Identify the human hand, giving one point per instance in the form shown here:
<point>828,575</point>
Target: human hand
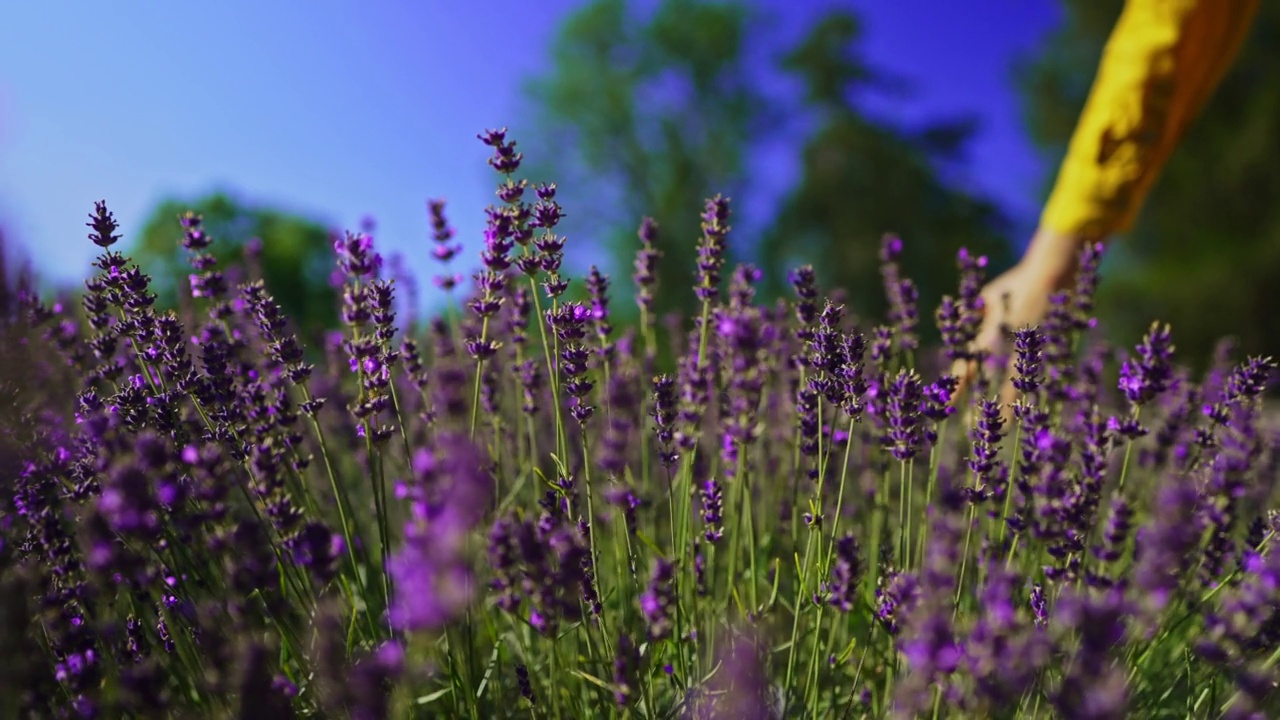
<point>1020,297</point>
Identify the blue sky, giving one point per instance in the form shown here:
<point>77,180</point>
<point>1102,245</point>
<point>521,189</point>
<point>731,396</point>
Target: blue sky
<point>350,109</point>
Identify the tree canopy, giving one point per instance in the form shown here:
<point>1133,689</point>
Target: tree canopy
<point>652,113</point>
<point>1205,250</point>
<point>293,253</point>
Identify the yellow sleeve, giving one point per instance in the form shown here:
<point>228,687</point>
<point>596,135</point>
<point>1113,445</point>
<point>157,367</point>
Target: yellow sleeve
<point>1161,63</point>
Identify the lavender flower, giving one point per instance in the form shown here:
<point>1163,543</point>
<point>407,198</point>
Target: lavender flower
<point>658,601</point>
<point>711,247</point>
<point>1150,374</point>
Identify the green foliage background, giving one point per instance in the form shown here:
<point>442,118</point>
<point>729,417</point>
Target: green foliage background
<point>1205,253</point>
<point>296,255</point>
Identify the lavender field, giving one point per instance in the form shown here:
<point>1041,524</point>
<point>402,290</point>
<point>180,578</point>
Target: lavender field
<point>515,511</point>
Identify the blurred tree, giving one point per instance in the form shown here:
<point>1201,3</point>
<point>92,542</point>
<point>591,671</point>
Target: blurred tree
<point>650,114</point>
<point>647,114</point>
<point>863,177</point>
<point>1205,253</point>
<point>295,255</point>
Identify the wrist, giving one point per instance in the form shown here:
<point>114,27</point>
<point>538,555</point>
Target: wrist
<point>1054,256</point>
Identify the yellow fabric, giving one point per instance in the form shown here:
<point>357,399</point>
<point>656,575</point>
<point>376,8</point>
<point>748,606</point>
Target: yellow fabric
<point>1161,63</point>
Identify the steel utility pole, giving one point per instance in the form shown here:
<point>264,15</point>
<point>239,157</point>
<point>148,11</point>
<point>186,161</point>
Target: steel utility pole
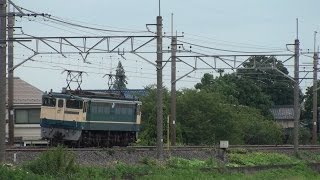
<point>10,81</point>
<point>3,54</point>
<point>296,96</point>
<point>159,90</point>
<point>173,90</point>
<point>315,93</point>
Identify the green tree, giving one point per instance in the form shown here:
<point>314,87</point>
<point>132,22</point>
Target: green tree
<point>238,90</point>
<point>148,134</point>
<point>120,79</point>
<point>271,81</point>
<point>207,117</point>
<point>306,114</point>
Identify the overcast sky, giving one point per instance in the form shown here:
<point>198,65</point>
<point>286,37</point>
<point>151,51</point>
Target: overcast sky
<point>241,25</point>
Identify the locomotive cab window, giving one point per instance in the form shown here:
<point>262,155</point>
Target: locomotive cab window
<point>49,102</point>
<point>74,104</point>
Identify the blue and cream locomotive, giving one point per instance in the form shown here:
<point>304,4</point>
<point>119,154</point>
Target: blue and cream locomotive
<point>89,119</point>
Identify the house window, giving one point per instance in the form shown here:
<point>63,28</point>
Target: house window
<point>60,103</point>
<point>27,116</point>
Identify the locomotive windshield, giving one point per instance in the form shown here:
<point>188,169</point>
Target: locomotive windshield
<point>49,102</point>
<point>74,104</point>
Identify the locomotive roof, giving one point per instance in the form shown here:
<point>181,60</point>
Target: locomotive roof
<point>88,94</point>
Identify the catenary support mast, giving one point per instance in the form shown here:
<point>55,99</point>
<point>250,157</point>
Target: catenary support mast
<point>3,54</point>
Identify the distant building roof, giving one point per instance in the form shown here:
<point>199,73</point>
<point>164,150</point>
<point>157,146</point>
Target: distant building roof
<point>283,112</point>
<point>24,93</point>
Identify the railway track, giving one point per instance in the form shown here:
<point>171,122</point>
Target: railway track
<point>173,148</point>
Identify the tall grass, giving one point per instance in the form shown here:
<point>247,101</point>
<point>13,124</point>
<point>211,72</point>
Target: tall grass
<point>56,162</point>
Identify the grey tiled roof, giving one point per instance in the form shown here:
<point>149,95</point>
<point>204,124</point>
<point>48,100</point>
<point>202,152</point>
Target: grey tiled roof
<point>25,93</point>
<point>283,112</point>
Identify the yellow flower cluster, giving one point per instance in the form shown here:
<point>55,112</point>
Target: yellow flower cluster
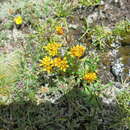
<point>59,30</point>
<point>90,77</point>
<point>77,51</point>
<point>18,20</point>
<point>52,48</point>
<point>48,63</point>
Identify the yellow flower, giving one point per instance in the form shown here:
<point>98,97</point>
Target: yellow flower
<point>59,30</point>
<point>90,77</point>
<point>47,64</point>
<point>52,48</point>
<point>18,20</point>
<point>57,62</point>
<point>64,65</point>
<point>77,51</point>
<point>61,63</point>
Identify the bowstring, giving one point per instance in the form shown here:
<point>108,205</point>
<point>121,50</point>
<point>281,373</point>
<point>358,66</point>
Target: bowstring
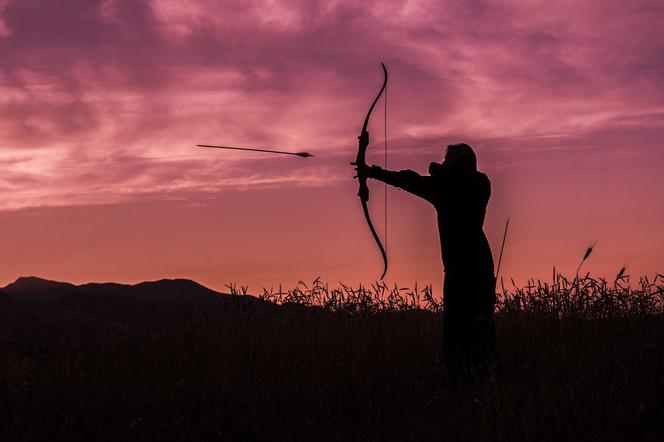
<point>385,161</point>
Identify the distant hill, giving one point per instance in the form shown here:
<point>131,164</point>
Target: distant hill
<point>108,301</point>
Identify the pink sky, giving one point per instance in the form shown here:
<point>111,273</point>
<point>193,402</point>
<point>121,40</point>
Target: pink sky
<point>102,101</point>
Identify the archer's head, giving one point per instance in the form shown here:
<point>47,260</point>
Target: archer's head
<point>458,157</point>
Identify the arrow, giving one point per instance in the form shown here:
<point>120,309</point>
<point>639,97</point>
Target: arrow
<point>299,154</point>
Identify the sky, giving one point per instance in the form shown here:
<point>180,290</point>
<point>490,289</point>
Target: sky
<point>103,101</point>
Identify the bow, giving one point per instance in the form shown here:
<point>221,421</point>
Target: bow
<point>363,192</point>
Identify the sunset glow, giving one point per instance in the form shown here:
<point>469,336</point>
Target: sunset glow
<point>103,101</point>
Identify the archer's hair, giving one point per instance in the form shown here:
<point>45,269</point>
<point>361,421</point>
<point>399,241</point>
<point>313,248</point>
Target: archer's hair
<point>461,156</point>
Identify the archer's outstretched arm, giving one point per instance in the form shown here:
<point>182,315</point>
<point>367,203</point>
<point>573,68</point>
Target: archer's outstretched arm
<point>408,180</point>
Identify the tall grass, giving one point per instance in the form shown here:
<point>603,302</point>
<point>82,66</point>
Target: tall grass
<point>581,359</point>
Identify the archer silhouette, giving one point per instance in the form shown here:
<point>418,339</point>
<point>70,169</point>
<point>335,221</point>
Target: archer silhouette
<point>459,193</point>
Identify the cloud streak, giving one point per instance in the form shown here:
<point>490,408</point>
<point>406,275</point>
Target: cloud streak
<point>102,101</point>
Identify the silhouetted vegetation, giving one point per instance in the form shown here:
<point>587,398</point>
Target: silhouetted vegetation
<point>581,359</point>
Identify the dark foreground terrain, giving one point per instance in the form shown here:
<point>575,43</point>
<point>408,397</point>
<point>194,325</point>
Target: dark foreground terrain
<point>580,360</point>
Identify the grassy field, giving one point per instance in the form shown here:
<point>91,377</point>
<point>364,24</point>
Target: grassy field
<point>581,359</point>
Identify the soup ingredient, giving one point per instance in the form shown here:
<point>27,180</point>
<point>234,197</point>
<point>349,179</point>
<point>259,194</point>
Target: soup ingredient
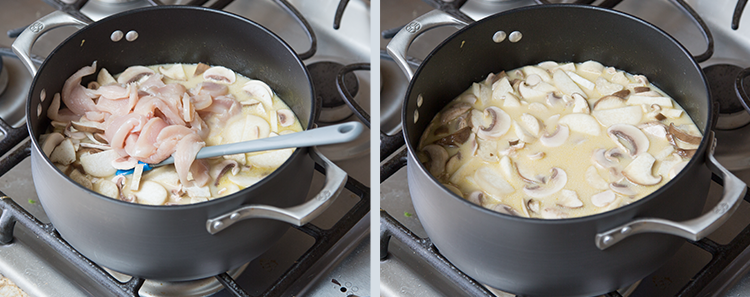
<point>149,113</point>
<point>558,141</point>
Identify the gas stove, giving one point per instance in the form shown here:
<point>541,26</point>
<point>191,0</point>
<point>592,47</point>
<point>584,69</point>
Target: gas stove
<point>716,266</point>
<point>328,257</point>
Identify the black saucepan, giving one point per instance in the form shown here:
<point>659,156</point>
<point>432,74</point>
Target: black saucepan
<point>175,242</point>
<point>566,257</point>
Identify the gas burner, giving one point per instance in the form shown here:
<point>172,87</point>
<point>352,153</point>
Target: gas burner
<point>721,82</point>
<point>324,79</point>
<point>201,287</point>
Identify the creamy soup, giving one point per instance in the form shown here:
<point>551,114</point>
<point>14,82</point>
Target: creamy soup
<point>149,113</point>
<point>558,140</point>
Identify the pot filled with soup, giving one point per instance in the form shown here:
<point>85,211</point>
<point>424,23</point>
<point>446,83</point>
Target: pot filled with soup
<point>140,86</point>
<point>559,150</point>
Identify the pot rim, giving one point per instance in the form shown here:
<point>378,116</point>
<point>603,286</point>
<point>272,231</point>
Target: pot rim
<point>36,147</point>
<point>574,220</point>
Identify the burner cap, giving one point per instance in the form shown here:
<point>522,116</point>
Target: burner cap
<point>721,82</point>
<point>324,78</point>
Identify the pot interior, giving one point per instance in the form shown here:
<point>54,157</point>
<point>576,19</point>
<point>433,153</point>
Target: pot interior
<point>561,33</point>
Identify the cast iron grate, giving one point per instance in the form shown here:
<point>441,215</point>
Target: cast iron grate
<point>325,239</point>
<point>721,255</point>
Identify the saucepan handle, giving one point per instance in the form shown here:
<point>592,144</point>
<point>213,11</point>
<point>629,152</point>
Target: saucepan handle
<point>296,215</point>
<point>23,44</point>
<point>400,43</point>
<point>695,229</point>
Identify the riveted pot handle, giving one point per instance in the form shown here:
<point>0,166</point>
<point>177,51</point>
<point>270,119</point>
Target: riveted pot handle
<point>23,44</point>
<point>400,43</point>
<point>296,215</point>
<point>695,229</point>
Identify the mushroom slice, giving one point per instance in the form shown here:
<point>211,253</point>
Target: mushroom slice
<point>260,91</point>
<point>151,193</point>
<point>623,115</point>
<point>438,157</point>
<point>555,183</point>
<point>99,164</point>
<point>286,117</point>
<point>595,180</point>
<point>492,182</point>
<point>64,153</point>
<point>476,197</point>
<point>222,168</point>
<point>499,123</point>
<point>683,136</point>
<point>603,199</point>
<point>629,138</point>
<point>569,199</point>
<point>585,83</point>
<point>599,158</point>
<point>566,84</point>
<point>582,123</point>
<point>220,74</point>
<point>580,104</point>
<point>504,209</point>
<point>609,102</point>
<point>557,138</point>
<point>176,72</point>
<point>531,124</point>
<point>134,74</point>
<point>639,170</point>
<point>50,142</point>
<point>604,87</point>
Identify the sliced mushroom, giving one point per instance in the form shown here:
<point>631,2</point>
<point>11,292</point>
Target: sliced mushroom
<point>599,158</point>
<point>557,180</point>
<point>609,102</point>
<point>604,87</point>
<point>603,199</point>
<point>629,138</point>
<point>222,168</point>
<point>134,74</point>
<point>457,138</point>
<point>64,153</point>
<point>499,123</point>
<point>569,199</point>
<point>438,156</point>
<point>683,136</point>
<point>622,189</point>
<point>580,104</point>
<point>639,170</point>
<point>50,142</point>
<point>556,138</point>
<point>504,209</point>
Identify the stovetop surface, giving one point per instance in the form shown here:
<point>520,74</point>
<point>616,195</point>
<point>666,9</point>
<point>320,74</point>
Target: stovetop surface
<point>343,271</point>
<point>732,47</point>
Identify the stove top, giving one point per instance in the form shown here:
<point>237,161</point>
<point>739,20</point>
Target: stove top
<point>410,264</point>
<point>333,249</point>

○ ○ ○ ○

- [STATED TASK]:
In the records above, return only the line that contains "Identify the stovetop" and every line after it through the last, exactly as they appear.

- [SOLUTION FOR THIS TASK]:
Identify the stovetop surface, giving one point per instance in the form shown here:
<point>520,74</point>
<point>616,195</point>
<point>666,9</point>
<point>320,74</point>
Target: stovetop surface
<point>343,271</point>
<point>732,47</point>
Identify the stove top, giving one point per instance in the form shown here:
<point>237,161</point>
<point>739,20</point>
Target: stove top
<point>410,264</point>
<point>333,249</point>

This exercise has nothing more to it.